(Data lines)
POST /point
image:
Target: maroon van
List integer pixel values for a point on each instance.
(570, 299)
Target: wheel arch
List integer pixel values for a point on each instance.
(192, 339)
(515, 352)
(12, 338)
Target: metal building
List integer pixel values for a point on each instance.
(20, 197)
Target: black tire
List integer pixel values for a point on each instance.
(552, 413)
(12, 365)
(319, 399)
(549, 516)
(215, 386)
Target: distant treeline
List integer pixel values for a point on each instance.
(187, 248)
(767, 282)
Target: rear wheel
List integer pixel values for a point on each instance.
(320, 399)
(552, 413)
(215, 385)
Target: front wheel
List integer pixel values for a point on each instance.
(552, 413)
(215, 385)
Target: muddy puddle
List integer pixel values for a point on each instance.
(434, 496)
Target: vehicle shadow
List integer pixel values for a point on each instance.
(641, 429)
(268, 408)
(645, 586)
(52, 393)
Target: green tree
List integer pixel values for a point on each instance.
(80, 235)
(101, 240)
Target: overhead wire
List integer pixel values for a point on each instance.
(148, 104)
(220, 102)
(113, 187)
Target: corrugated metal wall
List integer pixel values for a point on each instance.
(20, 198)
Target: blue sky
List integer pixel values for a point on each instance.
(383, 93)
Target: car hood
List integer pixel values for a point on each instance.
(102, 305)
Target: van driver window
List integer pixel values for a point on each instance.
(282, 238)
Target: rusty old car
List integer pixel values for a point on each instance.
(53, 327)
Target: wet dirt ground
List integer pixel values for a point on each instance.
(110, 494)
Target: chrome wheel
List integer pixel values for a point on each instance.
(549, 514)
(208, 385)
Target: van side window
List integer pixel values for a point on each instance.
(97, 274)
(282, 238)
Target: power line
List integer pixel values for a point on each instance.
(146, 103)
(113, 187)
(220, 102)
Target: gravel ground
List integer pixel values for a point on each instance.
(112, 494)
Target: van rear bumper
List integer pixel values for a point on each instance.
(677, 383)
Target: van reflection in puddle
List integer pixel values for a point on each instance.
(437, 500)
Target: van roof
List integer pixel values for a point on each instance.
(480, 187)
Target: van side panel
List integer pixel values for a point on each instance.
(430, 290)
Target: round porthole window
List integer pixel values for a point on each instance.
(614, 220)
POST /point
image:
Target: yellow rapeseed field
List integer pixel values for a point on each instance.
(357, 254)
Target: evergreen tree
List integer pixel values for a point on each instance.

REQUEST: Convert the rows above into a Markdown table with two columns, No. and Line. Put each line under Line with its sequence number under No., and leave out blank lines.

WRITTEN SOLUTION:
| No. | Line |
|---|---|
| 1 | POST /point |
| 2 | image: |
| 3 | Target: maroon van |
| 4 | List integer pixel values for a point on each instance. |
| 5 | (570, 299) |
| 6 | Target: wheel arch |
| 7 | List integer pixel values for a point on each instance. |
| 8 | (192, 339) |
| 9 | (515, 352) |
| 10 | (12, 338) |
| 11 | Target: metal building |
| 12 | List integer pixel values for a point on each instance. |
| 13 | (20, 197) |
| 14 | Target: black tire |
| 15 | List integer pixel values for a point on each instance. |
| 16 | (552, 413) |
| 17 | (12, 365) |
| 18 | (319, 399) |
| 19 | (549, 516) |
| 20 | (215, 386) |
| 21 | Target: distant treeline |
| 22 | List integer pixel values for a point on each instance. |
| 23 | (187, 248) |
| 24 | (767, 282) |
| 25 | Target: rear wheel |
| 26 | List integer pixel values for a point on each instance. |
| 27 | (320, 399) |
| 28 | (552, 413) |
| 29 | (215, 385) |
| 30 | Target: front wheel |
| 31 | List integer pixel values for a point on each instance. |
| 32 | (552, 413) |
| 33 | (215, 385) |
| 34 | Target: muddy puddle |
| 35 | List integer pixel values for a point on each instance. |
| 36 | (434, 496) |
| 37 | Target: vehicle shadow |
| 38 | List integer pixel values for a point on each instance. |
| 39 | (641, 429) |
| 40 | (268, 408) |
| 41 | (645, 586) |
| 42 | (52, 393) |
| 43 | Target: green tree |
| 44 | List integer pixel values for a point on each instance. |
| 45 | (80, 235) |
| 46 | (101, 240) |
| 47 | Target: overhead wire |
| 48 | List integer pixel values for a point on each instance. |
| 49 | (148, 104) |
| 50 | (220, 102) |
| 51 | (113, 187) |
| 52 | Target: corrugated metal wall |
| 53 | List integer pixel values for a point on each instance. |
| 54 | (20, 198) |
| 55 | Target: blue sky |
| 56 | List integer pixel values for a point on each instance. |
| 57 | (383, 93) |
| 58 | Target: car hood |
| 59 | List integer pixel values for a point on each instance. |
| 60 | (102, 305) |
| 61 | Target: van driver window |
| 62 | List integer pixel values for a point on each instance. |
| 63 | (282, 238) |
| 64 | Target: rusty old car |
| 65 | List integer pixel values for a point on each instance. |
| 66 | (53, 327) |
| 67 | Target: wet dirt ground |
| 68 | List integer pixel values for a point on each instance. |
| 69 | (110, 494) |
| 70 | Target: chrome wheel |
| 71 | List integer pixel values for a point on each instance. |
| 72 | (549, 514) |
| 73 | (208, 385) |
| 74 | Target: van side window |
| 75 | List integer pixel values for a point on each instance. |
| 76 | (97, 274) |
| 77 | (282, 238) |
| 78 | Target: power line |
| 79 | List integer pixel values for a point on each instance. |
| 80 | (146, 103) |
| 81 | (113, 187) |
| 82 | (220, 102) |
| 83 | Target: gravel ground |
| 84 | List integer pixel values for a point on each instance. |
| 85 | (112, 494) |
| 86 | Target: van rear bumper |
| 87 | List integer pixel values for a point on each instance. |
| 88 | (677, 383) |
| 89 | Target: van reflection in puddle |
| 90 | List integer pixel values for a point on each instance. |
| 91 | (437, 500) |
| 92 | Target: van roof |
| 93 | List integer pixel values for a point on each instance. |
| 94 | (480, 187) |
| 95 | Target: van side panel |
| 96 | List integer pixel values for a point on each instance. |
| 97 | (430, 290) |
| 98 | Target: round porthole window |
| 99 | List integer pixel values for a point on each instance. |
| 100 | (614, 220) |
| 101 | POST /point |
| 102 | image: |
| 103 | Target: yellow rapeseed field |
| 104 | List integer pixel values for a point on each instance. |
| 105 | (357, 254) |
| 106 | Target: evergreen tree |
| 107 | List integer pixel values for a point on each instance. |